Des procédures inappropriées

D’abord, sur le plan normatif, le recours à la détention préventive (présentant 40% de la population carcérale et donc cause directe de surpeuplement) doit être rationalisé. Le CPP devrait la conditionner davantage pour en brider l’abus de recours, et lui substituer d’autres mesures telles le contrôle judiciaire ou l’assignation à résidence sous surveillance électronique. Dans la même lignée, il serait aussi utile de repenser la peine après que l’emprisonnement se soit imposé comme clé de voûte du système pénal. Des alternatives à la prison peuvent décongestionner celle-ci et être plus productives en termes de rédemption/réinsertion.

_Lignes fournies_
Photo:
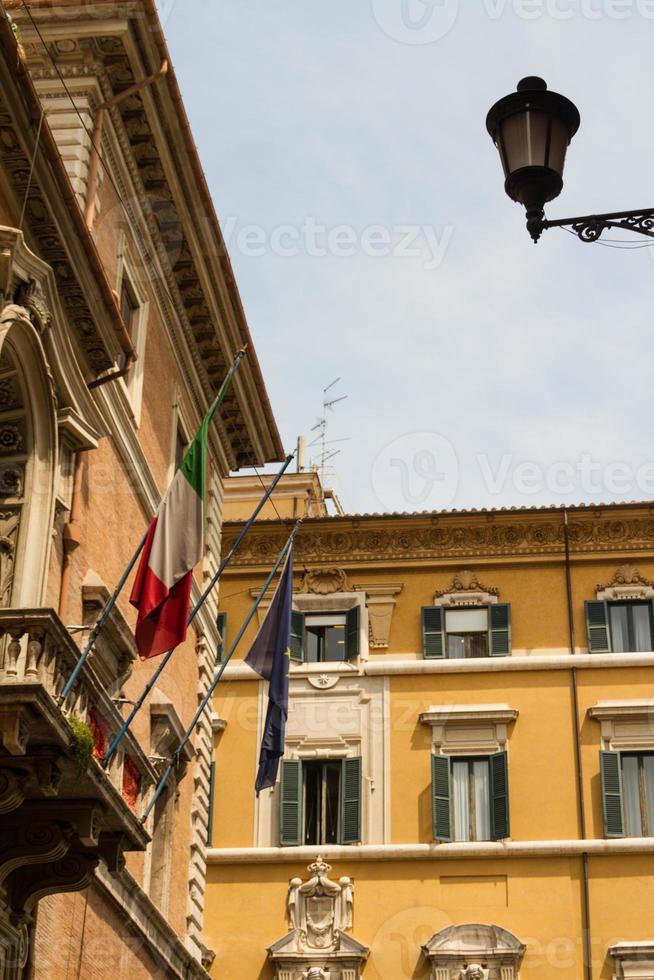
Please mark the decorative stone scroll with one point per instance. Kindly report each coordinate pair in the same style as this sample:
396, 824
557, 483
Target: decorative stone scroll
474, 952
324, 581
380, 600
319, 913
627, 583
466, 590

_Ce qui est demandé_
Rédigez, s'il vous plaît, la suite du texte sur la détention préventive et le surpeuplement carcéral, en commençant après sa dernière phrase.

_Votre réponse_
Un accueil décent s’impose

Ensuite, les établissements pénitentiaires doivent être rénovés et dotés de ressources humaines et matérielles suffisantes pour garantir les droits des prisonniers, en leur fournissant des prestations décentes d’hygiène, alimentation, santé ainsi que de réhabilitation et réinsertion par l’éducation et les formations professionnelles. De même, ces établissements seraient sommés à une catégorisation méticuleuse des détenus (ce qui découlerait sur une différenciation de traitement, à ne pas confondre avec la discrimination répressible) : les mineurs, les malades mentaux, les toxicomanes, les personnes radicalisées… ne peuvent être mélangés avec les autres détenus.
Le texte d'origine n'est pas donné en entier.